Segment Open
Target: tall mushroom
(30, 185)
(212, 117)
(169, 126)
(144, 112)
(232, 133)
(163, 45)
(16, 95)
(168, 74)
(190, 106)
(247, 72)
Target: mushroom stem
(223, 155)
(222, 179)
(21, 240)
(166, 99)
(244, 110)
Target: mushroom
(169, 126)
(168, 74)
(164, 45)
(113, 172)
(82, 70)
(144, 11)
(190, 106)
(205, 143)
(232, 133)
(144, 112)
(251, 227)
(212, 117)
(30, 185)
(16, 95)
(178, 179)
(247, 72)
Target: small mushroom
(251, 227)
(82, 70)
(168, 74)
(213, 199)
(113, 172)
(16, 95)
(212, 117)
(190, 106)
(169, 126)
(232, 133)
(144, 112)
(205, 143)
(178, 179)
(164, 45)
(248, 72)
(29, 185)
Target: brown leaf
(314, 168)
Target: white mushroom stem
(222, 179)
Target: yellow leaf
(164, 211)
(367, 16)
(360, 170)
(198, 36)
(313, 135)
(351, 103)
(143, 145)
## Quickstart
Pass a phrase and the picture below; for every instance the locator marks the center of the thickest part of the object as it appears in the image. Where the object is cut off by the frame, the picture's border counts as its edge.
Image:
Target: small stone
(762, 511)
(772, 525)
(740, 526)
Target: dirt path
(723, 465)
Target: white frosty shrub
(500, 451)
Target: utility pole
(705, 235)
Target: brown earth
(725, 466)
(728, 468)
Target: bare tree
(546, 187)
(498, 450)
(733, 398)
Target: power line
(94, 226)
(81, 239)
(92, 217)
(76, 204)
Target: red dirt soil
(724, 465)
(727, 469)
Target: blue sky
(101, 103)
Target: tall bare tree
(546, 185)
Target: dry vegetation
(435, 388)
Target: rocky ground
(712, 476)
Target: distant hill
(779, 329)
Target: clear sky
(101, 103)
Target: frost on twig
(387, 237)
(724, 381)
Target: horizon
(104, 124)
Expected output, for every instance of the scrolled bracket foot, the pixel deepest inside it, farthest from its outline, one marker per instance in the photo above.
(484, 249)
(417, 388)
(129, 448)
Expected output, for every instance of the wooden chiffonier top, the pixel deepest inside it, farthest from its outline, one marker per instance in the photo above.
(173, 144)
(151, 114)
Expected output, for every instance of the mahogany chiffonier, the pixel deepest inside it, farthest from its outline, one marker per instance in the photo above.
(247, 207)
Segment Closed
[Task details] The reply must repeat all of the records precisely.

[Written solution]
Target: tall mushroom
(30, 185)
(212, 117)
(169, 126)
(144, 112)
(232, 133)
(163, 45)
(16, 95)
(168, 74)
(190, 106)
(247, 72)
Target: mushroom stem
(223, 155)
(222, 179)
(21, 240)
(166, 99)
(244, 110)
Target: mushroom
(169, 126)
(168, 74)
(164, 45)
(113, 172)
(82, 70)
(144, 11)
(190, 106)
(205, 143)
(232, 133)
(144, 112)
(251, 227)
(212, 117)
(30, 185)
(16, 95)
(178, 179)
(247, 72)
Target: small mushroom
(251, 227)
(82, 70)
(168, 74)
(213, 199)
(113, 172)
(16, 95)
(212, 117)
(190, 106)
(169, 126)
(232, 133)
(144, 112)
(205, 143)
(178, 179)
(164, 45)
(248, 72)
(29, 185)
Target: brown leaf
(314, 168)
Target: white mushroom stem
(222, 179)
Target: yellow leaf
(164, 211)
(367, 16)
(360, 170)
(198, 36)
(313, 135)
(351, 103)
(143, 145)
## Quickstart
Pass a phrase and the picture below; for every instance the locator marks the center of the thickest part of the object as it appears in the image. Where the object is cut off by the frame, the picture's border counts as its edge.
Image:
Target: small stone
(762, 511)
(772, 525)
(740, 526)
Target: dirt path
(723, 465)
Target: white frosty shrub
(500, 451)
Target: utility pole
(705, 235)
Target: brown earth
(725, 466)
(728, 468)
Target: bare tree
(546, 187)
(498, 450)
(733, 398)
Target: power line
(94, 226)
(81, 239)
(92, 217)
(76, 204)
Target: red dirt soil
(724, 465)
(727, 469)
Target: blue sky
(101, 103)
Target: tall bare tree
(546, 185)
Target: dry vegetation
(435, 388)
Target: rocky ground
(712, 476)
Target: distant hill
(779, 329)
Target: clear sky
(101, 103)
Target: frost on twig
(387, 237)
(724, 381)
Target: horizon
(104, 124)
Expected output, for every instance of the scrolled bracket foot, the pixel deepest inside it, farthest from its outline, one marker per instance in the photo above.
(484, 249)
(417, 388)
(129, 448)
Expected output, for every instance of the wooden chiffonier top, the pixel deepest inside it, farthest from its outline, one marker per instance in the photo above.
(173, 144)
(151, 114)
Expected output, for every instance of the mahogany chiffonier, the pixel deepest inside it, farthest from its outline, one marker per instance in the photo above.
(247, 207)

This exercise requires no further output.